** START RECORDS FOR THE TASK **

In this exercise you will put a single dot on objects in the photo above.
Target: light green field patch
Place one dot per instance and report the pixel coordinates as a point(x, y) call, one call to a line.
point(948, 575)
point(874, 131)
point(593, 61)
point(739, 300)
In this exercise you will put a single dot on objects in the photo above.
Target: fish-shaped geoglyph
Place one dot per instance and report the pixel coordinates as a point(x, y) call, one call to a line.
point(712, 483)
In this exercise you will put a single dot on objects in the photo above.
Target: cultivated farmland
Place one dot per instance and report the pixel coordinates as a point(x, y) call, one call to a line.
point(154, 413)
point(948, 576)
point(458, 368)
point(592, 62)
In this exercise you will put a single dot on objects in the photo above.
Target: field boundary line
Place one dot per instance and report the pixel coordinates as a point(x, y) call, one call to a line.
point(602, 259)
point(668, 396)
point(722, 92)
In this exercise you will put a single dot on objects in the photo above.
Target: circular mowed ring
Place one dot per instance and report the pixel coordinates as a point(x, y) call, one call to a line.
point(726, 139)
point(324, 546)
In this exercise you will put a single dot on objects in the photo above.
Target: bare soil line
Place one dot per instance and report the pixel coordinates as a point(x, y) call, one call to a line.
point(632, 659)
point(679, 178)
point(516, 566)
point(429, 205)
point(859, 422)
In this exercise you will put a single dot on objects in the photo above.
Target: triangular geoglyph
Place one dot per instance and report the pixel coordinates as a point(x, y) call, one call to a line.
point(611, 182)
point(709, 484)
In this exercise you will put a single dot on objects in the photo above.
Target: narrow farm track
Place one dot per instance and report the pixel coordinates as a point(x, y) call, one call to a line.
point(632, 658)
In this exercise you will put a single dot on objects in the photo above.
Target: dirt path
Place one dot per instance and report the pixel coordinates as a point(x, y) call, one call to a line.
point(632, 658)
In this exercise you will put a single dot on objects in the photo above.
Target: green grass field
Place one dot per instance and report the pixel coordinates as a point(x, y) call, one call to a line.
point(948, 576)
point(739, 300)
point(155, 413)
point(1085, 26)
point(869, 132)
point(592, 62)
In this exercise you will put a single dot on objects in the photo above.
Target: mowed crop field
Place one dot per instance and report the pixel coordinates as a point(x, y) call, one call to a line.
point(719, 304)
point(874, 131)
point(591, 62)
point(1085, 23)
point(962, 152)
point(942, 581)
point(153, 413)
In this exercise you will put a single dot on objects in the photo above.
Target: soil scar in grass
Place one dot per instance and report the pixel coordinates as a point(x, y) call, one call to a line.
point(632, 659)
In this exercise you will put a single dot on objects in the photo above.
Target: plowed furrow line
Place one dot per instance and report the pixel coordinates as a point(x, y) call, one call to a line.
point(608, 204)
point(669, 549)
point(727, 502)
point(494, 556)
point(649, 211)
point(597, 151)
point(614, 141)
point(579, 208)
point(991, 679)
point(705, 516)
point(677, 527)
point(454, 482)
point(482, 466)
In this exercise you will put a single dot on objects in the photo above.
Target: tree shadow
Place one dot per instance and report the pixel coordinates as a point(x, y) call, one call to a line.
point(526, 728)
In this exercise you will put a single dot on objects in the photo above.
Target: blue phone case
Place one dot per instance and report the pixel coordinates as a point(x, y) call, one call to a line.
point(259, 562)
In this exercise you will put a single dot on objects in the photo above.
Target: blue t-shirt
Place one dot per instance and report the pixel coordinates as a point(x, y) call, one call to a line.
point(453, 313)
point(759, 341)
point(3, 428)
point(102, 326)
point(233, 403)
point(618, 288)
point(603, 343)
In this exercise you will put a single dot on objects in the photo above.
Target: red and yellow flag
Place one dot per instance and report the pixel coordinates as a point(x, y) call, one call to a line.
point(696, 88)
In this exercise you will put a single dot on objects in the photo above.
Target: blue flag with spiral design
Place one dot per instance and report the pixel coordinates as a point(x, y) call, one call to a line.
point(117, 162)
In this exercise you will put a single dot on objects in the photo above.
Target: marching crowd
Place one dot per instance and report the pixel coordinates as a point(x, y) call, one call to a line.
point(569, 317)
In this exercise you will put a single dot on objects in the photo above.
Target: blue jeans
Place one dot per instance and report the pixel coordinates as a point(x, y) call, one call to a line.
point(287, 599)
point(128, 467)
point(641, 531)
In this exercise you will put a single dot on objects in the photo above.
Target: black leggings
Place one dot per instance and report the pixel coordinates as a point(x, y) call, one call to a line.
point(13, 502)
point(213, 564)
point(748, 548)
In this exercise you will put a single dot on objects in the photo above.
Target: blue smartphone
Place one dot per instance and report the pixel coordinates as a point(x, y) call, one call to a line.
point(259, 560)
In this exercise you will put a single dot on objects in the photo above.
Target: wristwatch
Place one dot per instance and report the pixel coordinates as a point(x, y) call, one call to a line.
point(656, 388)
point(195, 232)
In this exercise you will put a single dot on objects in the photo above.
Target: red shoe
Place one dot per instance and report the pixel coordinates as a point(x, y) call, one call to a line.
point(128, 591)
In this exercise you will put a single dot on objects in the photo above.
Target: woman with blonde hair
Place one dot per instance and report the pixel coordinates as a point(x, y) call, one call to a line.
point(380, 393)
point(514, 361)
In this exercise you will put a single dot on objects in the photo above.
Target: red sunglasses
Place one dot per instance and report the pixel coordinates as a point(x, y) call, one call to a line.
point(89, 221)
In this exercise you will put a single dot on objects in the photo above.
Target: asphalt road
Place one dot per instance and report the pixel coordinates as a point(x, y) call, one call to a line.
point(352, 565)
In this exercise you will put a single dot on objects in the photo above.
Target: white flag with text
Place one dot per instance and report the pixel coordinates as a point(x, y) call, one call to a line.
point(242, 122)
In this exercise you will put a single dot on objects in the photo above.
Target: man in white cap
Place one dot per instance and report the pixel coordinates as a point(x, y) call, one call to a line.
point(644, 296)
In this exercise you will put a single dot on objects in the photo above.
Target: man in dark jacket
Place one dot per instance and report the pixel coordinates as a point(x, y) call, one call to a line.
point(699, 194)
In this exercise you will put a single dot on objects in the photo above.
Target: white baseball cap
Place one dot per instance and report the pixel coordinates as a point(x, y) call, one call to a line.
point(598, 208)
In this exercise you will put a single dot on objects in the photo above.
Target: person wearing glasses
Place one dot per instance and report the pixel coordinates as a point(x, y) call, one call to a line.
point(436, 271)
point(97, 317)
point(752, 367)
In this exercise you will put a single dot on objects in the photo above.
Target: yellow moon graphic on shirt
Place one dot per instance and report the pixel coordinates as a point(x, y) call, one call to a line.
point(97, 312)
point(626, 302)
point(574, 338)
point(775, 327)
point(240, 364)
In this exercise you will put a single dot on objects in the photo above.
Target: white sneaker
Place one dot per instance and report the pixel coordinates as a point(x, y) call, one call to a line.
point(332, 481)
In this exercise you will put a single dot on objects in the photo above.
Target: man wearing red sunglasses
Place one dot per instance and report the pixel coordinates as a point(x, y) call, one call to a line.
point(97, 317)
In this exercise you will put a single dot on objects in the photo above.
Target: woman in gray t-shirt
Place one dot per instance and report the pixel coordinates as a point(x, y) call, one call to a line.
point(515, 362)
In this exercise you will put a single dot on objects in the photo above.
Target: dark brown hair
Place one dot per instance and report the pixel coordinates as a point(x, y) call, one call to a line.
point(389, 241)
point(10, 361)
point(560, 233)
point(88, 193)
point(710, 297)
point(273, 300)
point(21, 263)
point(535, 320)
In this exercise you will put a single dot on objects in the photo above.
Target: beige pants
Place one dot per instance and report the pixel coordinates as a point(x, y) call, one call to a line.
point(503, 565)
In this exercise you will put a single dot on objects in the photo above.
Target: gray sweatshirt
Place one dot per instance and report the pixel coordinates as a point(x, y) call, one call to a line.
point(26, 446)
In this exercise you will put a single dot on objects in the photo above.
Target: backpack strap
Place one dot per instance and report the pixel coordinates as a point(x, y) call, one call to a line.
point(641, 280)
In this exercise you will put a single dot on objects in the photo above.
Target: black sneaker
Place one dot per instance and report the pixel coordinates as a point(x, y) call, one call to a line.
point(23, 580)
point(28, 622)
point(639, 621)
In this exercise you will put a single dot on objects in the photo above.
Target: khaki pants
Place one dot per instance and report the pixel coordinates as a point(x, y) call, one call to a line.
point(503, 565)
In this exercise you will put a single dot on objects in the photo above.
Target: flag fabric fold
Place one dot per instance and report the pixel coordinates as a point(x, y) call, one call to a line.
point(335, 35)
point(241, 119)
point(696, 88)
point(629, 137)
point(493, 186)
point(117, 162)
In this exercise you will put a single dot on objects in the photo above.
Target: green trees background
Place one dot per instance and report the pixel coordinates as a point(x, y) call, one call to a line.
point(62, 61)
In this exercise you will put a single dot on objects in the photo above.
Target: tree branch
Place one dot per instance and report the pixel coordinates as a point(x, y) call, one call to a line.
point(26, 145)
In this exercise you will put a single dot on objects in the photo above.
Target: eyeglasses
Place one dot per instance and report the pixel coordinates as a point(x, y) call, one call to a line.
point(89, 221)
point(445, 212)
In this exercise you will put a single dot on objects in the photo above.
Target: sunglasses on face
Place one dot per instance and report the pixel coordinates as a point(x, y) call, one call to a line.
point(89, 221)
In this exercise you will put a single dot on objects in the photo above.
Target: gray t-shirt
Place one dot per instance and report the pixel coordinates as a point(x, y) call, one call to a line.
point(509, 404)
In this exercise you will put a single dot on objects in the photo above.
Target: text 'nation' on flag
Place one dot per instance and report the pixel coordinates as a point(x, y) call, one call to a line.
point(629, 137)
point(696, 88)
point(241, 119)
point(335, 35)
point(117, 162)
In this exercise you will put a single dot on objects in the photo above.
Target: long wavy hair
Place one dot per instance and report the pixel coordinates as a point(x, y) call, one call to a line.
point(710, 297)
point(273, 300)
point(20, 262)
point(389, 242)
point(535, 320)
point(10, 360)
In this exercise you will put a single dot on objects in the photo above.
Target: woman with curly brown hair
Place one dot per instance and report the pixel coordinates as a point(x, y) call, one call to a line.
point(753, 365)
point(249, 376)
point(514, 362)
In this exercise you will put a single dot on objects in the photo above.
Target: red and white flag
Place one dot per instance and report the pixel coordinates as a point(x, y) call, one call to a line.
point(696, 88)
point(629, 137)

** END RECORDS FOR THE TASK **

Please rewrite the rows from their start through the line containing "point(722, 92)", putting "plowed farmland" in place of "cultivated farmland" and keeping everything else the same.

▸ TASK RESULT:
In this exercise you will put a single dot on objects in the photo above.
Target: light green field patch
Place one dot per instance and report the pixel coordinates as a point(x, y) call, one call to a line.
point(948, 575)
point(874, 131)
point(593, 61)
point(739, 300)
In this exercise you will put a single dot on objects in the photo above.
Target: fish-shaped geoglyph
Place one dot per instance and report the pixel coordinates as a point(x, y) call, one call to a line.
point(712, 483)
In this exercise you will put a single dot on objects in the photo above.
Target: plowed farmland
Place one dot per instance and report the pixel coordinates as a point(x, y) call, one call to a line.
point(154, 413)
point(948, 576)
point(458, 368)
point(592, 62)
In this exercise you will put a single dot on objects in the photo above.
Target: field boundary line
Place one dot per instance and report the pixel coordinates as a point(x, y) call, one call to a line.
point(602, 259)
point(668, 396)
point(722, 92)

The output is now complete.